[Records for the exercise]:
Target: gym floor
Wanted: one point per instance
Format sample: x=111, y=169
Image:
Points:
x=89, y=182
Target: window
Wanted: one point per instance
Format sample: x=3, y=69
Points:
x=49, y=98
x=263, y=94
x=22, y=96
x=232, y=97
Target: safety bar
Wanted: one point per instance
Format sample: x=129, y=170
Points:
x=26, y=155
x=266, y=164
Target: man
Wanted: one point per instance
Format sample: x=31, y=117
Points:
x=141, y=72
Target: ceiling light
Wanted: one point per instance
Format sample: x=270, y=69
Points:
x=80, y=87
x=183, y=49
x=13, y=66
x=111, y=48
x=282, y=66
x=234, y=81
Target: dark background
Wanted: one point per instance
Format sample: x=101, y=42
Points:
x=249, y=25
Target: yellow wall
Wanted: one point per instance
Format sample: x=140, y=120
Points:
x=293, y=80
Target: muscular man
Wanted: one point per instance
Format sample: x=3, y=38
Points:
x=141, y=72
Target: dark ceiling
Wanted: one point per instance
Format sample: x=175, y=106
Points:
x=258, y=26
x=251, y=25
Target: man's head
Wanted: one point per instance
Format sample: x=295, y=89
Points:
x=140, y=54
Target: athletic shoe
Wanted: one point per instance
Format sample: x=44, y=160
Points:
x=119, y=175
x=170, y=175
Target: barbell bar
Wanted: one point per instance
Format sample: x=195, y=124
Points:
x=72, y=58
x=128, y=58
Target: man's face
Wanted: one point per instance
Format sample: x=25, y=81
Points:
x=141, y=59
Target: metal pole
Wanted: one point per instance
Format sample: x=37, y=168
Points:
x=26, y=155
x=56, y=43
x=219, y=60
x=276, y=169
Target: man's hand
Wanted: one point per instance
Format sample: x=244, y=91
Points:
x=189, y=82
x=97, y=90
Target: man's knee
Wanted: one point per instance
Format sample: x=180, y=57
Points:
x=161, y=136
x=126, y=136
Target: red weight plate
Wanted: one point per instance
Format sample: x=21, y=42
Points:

[Task objective]: Extract every one of the lines above and reproduce each without any change.

[Exercise result]:
Target: gym floor
Wanted: one point per instance
Format sample: x=111, y=169
Image:
Points:
x=89, y=182
Target: window
Wanted: one point per instance
Format sample: x=3, y=69
Points:
x=49, y=98
x=263, y=94
x=22, y=96
x=232, y=97
Target: safety bar
Wanted: one point per instance
Format sample: x=129, y=170
Points:
x=26, y=155
x=266, y=164
Target: man
Wanted: one point per instance
Format sample: x=31, y=117
Points:
x=141, y=72
Target: ceiling light
Wanted: one point per instance
Format sample: x=270, y=69
Points:
x=80, y=87
x=183, y=49
x=13, y=66
x=111, y=48
x=282, y=66
x=234, y=81
Target: dark background
Wanted: one point per instance
Format sample: x=101, y=42
Points:
x=249, y=25
Target: yellow wall
Wanted: one point per instance
Format sample: x=140, y=120
Points:
x=293, y=80
Target: muscular man
Wanted: one point per instance
Format sample: x=3, y=38
Points:
x=141, y=72
Target: dark ceiling
Wanted: one point per instance
Format sample: x=175, y=106
Points:
x=258, y=26
x=251, y=25
Target: man's head
Wanted: one point per instance
Format sample: x=295, y=89
Points:
x=140, y=54
Target: athletic shoe
Wanted: one point per instance
Format sample: x=44, y=160
Points:
x=119, y=175
x=170, y=175
Target: barbell bar
Wanted: one point per instance
Format sample: x=195, y=124
Points:
x=72, y=58
x=128, y=58
Target: man's face
Wanted: one point per instance
Format sample: x=25, y=81
Points:
x=141, y=59
Target: metal pole
Wanted: one point per instance
Format sample: x=37, y=168
Points:
x=26, y=155
x=56, y=43
x=219, y=60
x=276, y=169
Target: man's hand
Wanted: one point per instance
Format sample: x=244, y=91
Points:
x=189, y=82
x=97, y=90
Target: man's knee
Wanted: one point per instance
Format sample: x=180, y=57
Points:
x=161, y=136
x=126, y=136
Target: red weight plate
Wanted: one point per instance
Format sample: x=21, y=42
Points:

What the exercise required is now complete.